_GIVEN TASK 1:_
In the text on Plenilunio and Sepharad, give the passage again, starting with "Sepharad, published in" and going on through "persecution and history.", with "refuge" changed to "shelter".
_GIVEN TASK 2:_
According to the text on Plenilunio and Sepharad, whose translation of Sepharad did Michael Pye praise?

In his 1997 novel Plenilunio, the author features the hunt for a serial rapist and killer of children in an unnamed small town. As the murders continue, the author delves into the lives of several characters, from a downtrodden detective and an abandoned schoolteacher raising her child alone, to a loveless forensic doctor and the killer, a fishmonger addicted to pornography. In a review in the Economist, a contributor noted that the author "is a master of mood and atmosphere, and captures the Spain of the 1990s," adding later in the same review: "This novel involves its imagined characters in a seamless plot, without forcing stylistic ploys or endless chatter on the reader." Writing in World Literature Today, Catherine G. Bellver called Plenilunio "a linguistically dense novel despite its aspects of structural disconnections, a novel full of violence with occasional moments of tenderness, and a novel that combines the coldness of police reports with the intimate feelings of the human heart. Muñoz Molina is a master at infusing emotional depth into straightforward events."
Sepharad, published in Spain as Sefarad: Una novela de novelas, tells stories of the Sephardic diaspora, the Holocaust, and Stalin's purges. "The Sepharad of the title does not refer, as it may suggest, to the history of the Spanish Jews," wrote Ana Eire in Shofar. "The word sepharad acts as a symbol for the novel. It is the place where the accused, the persecuted, the exiles can find refuge." Throughout the book, the characters find that their lives can suddenly be thrown into disaster with just a simple government or religious decree. The stories are all told by a single narrator who is suffering from leukemia and also feels expelled from the society around him. The tales feature fictional and nonfictional characters, and the author connects each story with the concept of how one's identity can be created, changed, and ultimately erased by persecution and history.
"It is a net of images and horrors, of lives seen at surprising angles, all bound to the subject of Spain—the land the rabbis identified with the biblical Sepharad—and the fearful business of leaving it," wrote Michael Pye in the New York Times Book Review. Donna Seaman, writing in Booklist, referred to Sepharad as an "elegiacally beautiful" book; she went on to note in the same review that the author provides an "astute, deeply felt, and exquisitely expressive testimony to love … [and] suffering." Pye also noted in his review that, although Sepharad is called a novel, it includes many instances of fact and many actual quotes from real people, from Franz Kafka to Josef Stalin's impresario, Willi Münzenberg. Pye noted that, nevertheless, "this book is no boneless ‘meditation’; it has all the onward rush and effortfulness of an epic, and it's studded with the terrible stories you hear from acquaintances in ‘the insomniac world of travelers.’ In Margaret Sayers Peden's beautiful and fluent translation, it is almost always involving."

_DATA SUPPLIED:_

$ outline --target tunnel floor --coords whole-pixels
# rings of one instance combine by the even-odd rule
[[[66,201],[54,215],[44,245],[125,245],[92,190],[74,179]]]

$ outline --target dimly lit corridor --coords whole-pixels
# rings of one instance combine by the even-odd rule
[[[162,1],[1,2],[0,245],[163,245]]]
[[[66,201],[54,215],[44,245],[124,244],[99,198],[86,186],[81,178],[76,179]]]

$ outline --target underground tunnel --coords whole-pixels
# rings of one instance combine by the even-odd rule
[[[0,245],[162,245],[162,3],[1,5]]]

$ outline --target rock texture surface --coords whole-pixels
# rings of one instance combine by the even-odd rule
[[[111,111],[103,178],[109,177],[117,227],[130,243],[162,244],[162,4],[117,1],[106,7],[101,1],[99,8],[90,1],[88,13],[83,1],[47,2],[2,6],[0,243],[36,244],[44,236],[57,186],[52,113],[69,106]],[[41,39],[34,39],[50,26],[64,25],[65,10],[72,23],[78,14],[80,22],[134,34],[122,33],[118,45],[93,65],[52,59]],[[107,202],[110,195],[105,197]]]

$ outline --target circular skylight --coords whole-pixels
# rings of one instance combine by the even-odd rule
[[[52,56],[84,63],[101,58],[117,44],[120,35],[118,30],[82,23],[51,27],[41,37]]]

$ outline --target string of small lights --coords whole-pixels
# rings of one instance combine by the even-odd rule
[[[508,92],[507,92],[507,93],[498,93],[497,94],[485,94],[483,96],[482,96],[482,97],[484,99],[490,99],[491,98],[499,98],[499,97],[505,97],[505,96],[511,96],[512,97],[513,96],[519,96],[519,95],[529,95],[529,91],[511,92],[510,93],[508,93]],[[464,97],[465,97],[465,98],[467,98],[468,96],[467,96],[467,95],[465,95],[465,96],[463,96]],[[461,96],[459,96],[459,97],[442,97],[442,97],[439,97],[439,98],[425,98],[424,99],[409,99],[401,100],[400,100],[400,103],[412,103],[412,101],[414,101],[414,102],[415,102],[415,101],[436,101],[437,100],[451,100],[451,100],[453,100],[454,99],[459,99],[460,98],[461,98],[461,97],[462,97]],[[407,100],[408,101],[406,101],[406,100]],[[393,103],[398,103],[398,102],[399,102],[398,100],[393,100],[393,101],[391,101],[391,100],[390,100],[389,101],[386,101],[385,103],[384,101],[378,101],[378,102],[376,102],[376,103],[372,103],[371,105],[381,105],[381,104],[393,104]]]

_RESULT 1:_
Sepharad, published in Spain as Sefarad: Una novela de novelas, tells stories of the Sephardic diaspora, the Holocaust, and Stalin's purges. "The Sepharad of the title does not refer, as it may suggest, to the history of the Spanish Jews," wrote Ana Eire in Shofar. "The word sepharad acts as a symbol for the novel. It is the place where the accused, the persecuted, the exiles can find shelter." Throughout the book, the characters find that their lives can suddenly be thrown into disaster with just a simple government or religious decree. The stories are all told by a single narrator who is suffering from leukemia and also feels expelled from the society around him. The tales feature fictional and nonfictional characters, and the author connects each story with the concept of how one's identity can be created, changed, and ultimately erased by persecution and history.

_RESULT 2:_
Margaret Sayers Peden's